**Exercise details**.
Can you copy the filmmaking interview below from "If you’re making" to "that as you go.", swapping "storyboards" for "shot lists"?

**Supplied passage**.
==================================================

Since then, Rizvi has wrapped production on her first feature film, Sixteen Years. The documentary dives deeper into Deskovic’s story and puts pieces together that the short couldn’t. Rizvi just signed on to turn Sixteen Years into a book, and the film is currently being reviewed by three of the big streaming platforms, “so fingers crossed one of them is interested and takes it,” she says.

"If I waited for Conviction to be perfect, it would have never seen the light of day. "

It’s a lot to juggle—and definitely takes more people than a casual observer would see on any given shoot day. That’s why Rizvi prioritizes efficiency when it comes to getting her work done.

“There’s no way that I would have been able to direct the film and do the press outreach if things weren’t simplified,” she says, “if I wasn’t able to utilize tools like Dropbox to save so much time.”

Rizvi tells us what she’s learned from expanding her short into a feature-length documentary.


On capturing more than you need for your feature

If you’re making a short and think, Oh, I don’t need to shoot this, you probably do if you’re ever going to expand it. So just film everything: all the B-roll, all the events. I couldn’t be at Jeff’s graduation from law school, but we had someone go there and shoot it because we were going to need it at some point—it’s just too big of an event.

When we got to making the feature, we realized very quickly that we were very short on B-roll. Ninety minutes is a lot of video to fill, and you don’t realize how much B roll you truly need. So any time you’re mapping out your storyboards, know that you’re going to need endless B-roll, think about what B-roll would go with every person’s interview, and shoot that as you go.

We had to get through a good portion of our edit, stop, go back, and film more B-roll, and then bring it back in and start editing again. It’s great if you don’t have to do that so it doesn’t slow down your editing process.


On keeping it all organized

It’s huge. If you don’t do that, the editing process is going to be an absolute nightmare.

Within Dropbox, we label every shoot by the date and location. Within that, you have your B-roll, your A-roll. Audio, same thing. Then you make folders for your backup audio, your main audio. If you have multiple mics, there’s a different folder for every single mic. Then we send those off to the editors, PAs, audio engineers, and anyone else who needs them.

Naming those files is so critical. With the short it was easy, because it was only a few interviews, so we were like, “Oh, we’ll be able to find everything.” When we made the feature, we did 20 more interviews with eight other people. We made the mistake of not properly labeling the audio files. When we had to go find, let’s say, Jeff’s or Jeff’s mom’s interviews, it was all labeled by mic with nothing else, so we couldn’t search for anything quickly. We also were editing with Premiere Pro, and it wouldn’t sync up because all the audio files were named the same: It couldn’t recognize where to go to get those files.

So the organization with your file folders—and then the names of those files—is critical to the speed of your editing, and, if anything goes wrong, your ability to troubleshoot it.


On getting to the next project

I’m a type-A Virgo, total perfectionist: If I waited for Conviction to be perfect, it would have never seen the light of day.

I read a quote—I’m sure everyone’s heard it: “Perfectionism is the enemy of progress”—and it just struck a chord with me. I’m still a perfectionist for sure; to some degree, you have to be to put out quality work, right? Where I have to stop and have an internal dialog with myself is when it’s like, Is the experience for the viewer going to be really any different if I leave it as is? Or is that just me checking my box for like, "Oh no, it’s not perfect yet"?

What I tell myself now is, if I keep working on this scene, I won’t be able to tell the next person’s story. So you just have to cut it off and say, “No, this is finished. We’re moving on to the next scene. And if we watch the whole thing at the end, and something doesn’t seem right, we can always come back to it for a quick minute.”


This interview has been edited and condensed for clarity.

==================================================

**Provided records**.
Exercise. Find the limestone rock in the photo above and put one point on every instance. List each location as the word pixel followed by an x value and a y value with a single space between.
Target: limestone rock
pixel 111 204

==================================================

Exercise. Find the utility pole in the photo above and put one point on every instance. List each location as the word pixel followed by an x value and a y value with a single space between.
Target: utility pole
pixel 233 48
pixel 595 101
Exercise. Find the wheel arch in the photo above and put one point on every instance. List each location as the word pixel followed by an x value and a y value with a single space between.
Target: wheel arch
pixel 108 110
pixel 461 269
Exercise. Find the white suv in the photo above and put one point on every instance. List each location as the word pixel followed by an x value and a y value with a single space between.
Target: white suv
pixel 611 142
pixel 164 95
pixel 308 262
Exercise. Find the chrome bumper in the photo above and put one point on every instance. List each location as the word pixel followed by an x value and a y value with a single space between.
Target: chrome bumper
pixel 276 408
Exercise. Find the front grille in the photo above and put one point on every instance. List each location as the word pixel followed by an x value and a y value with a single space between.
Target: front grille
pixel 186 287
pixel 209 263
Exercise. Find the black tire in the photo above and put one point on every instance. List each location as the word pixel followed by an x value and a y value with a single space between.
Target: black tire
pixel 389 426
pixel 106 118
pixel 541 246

==================================================

**Task result**.
If you’re making a short and think, Oh, I don’t need to shoot this, you probably do if you’re ever going to expand it. So just film everything: all the B-roll, all the events. I couldn’t be at Jeff’s graduation from law school, but we had someone go there and shoot it because we were going to need it at some point—it’s just too big of an event.

When we got to making the feature, we realized very quickly that we were very short on B-roll. Ninety minutes is a lot of video to fill, and you don’t realize how much B roll you truly need. So any time you’re mapping out your shot lists, know that you’re going to need endless B-roll, think about what B-roll would go with every person’s interview, and shoot that as you go.